* PROBLEM DETAILS: The records that follow are to be transcribed exactly.

* AVAILABLE DATA:
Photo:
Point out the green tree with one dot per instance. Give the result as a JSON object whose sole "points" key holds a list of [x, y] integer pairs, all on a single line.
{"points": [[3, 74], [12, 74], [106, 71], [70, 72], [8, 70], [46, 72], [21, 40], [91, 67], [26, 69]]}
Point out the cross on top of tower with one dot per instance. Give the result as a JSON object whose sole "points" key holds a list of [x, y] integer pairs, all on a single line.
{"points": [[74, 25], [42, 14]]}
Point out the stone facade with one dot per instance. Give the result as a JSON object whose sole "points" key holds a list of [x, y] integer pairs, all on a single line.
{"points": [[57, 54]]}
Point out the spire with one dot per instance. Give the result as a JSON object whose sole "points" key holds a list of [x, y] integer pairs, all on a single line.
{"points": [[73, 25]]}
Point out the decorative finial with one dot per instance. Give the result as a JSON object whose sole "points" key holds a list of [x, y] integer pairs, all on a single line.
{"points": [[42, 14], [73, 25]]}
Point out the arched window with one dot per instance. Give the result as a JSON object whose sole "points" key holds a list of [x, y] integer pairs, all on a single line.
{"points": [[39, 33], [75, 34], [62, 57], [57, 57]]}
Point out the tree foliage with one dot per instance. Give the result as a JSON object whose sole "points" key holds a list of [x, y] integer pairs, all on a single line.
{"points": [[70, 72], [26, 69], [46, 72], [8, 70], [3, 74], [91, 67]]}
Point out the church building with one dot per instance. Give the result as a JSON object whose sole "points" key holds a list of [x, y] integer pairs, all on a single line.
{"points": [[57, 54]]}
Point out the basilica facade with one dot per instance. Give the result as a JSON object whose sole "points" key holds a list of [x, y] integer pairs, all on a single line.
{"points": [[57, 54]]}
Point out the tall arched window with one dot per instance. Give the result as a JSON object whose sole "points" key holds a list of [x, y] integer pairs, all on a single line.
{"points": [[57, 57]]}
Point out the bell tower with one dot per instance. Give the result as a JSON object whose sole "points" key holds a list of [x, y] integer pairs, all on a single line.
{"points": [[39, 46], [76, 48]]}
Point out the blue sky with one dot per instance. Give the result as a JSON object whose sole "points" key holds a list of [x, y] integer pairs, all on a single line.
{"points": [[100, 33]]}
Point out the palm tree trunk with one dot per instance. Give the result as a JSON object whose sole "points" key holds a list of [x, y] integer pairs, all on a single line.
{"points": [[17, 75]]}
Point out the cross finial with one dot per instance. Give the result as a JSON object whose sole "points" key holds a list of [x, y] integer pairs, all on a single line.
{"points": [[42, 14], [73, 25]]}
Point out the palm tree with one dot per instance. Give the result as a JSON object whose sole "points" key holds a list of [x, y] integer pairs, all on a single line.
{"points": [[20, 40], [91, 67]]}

* SOLVED PROBLEM:
Photo:
Point out the green tree with one dot per instance. Give the result as a JSON object whose sole "points" key holds a list of [x, y] integer pairs, all on a single line.
{"points": [[3, 74], [12, 74], [106, 71], [70, 72], [8, 70], [46, 72], [21, 40], [91, 67], [26, 69]]}
Point out the cross on top of tower with one dot per instance. Give the result as a JSON object whose sole "points" key holds a list of [x, y] integer pairs, all on a single line.
{"points": [[74, 25], [42, 14]]}
Point out the stone facade with one dot per instance. Give the result as a JSON object whose sole "points" key holds a list of [x, y] integer pairs, all on a single line.
{"points": [[57, 54]]}
Point out the spire with one dot per instance. Give the result as a JSON object whose sole "points" key holds a list of [x, y] integer pairs, all on a single line.
{"points": [[73, 25]]}
Point out the decorative finial with one dot per instance. Give the result as a JSON object whose sole "points" key holds a list of [x, y] integer pairs, all on a single line.
{"points": [[42, 14], [73, 25]]}
Point out the arched window with one dot per instance. Give the result as a JSON object whose sole "points" key holds a list of [x, y] integer pairs, all on a single line.
{"points": [[39, 33], [75, 34], [62, 57], [57, 57]]}
Point out the tree foliage with one dot per instance. Give the result as a JSON object whose sole "points" key holds a list of [x, y] integer pairs, all on a single line.
{"points": [[70, 72], [26, 69], [46, 72], [8, 70], [3, 74], [91, 67]]}
Point out the church building with one dot per instance. Give the result as a JSON object whose sole "points" key holds a list of [x, y] integer pairs, all on a single line.
{"points": [[57, 54]]}
Point out the basilica facade with one dot per instance. Give the result as a JSON object whose sole "points" key holds a list of [x, y] integer pairs, all on a single line.
{"points": [[57, 54]]}
Point out the tall arched window with one dot per instance. Give the result as a JSON object whose sole "points" key holds a list of [x, y] integer pairs, all on a single line.
{"points": [[57, 57]]}
Point out the bell tower with one dot per instance. Give the result as a JSON object whose sole "points" key holds a list of [x, y] integer pairs, all on a single line.
{"points": [[39, 46], [76, 48]]}
Point out the blue sky with one dot per instance. Give the result as a JSON object whose sole "points" key holds a list of [x, y] integer pairs, all on a single line.
{"points": [[100, 33]]}
Point out the palm tree trunk with one dot per instance. Give the result as a JSON object whose sole "points" key holds a list of [x, y] integer pairs, all on a single line.
{"points": [[17, 75]]}
Point out the cross finial with one dot per instance. Give the result as a JSON object whose sole "points" key holds a list of [x, y] integer pairs, all on a single line.
{"points": [[42, 14], [73, 25]]}
Point out the palm tree with one dot per instance. Give the result as a JSON object whose sole "points" key holds a list of [x, y] integer pairs, all on a single line.
{"points": [[20, 40], [91, 67]]}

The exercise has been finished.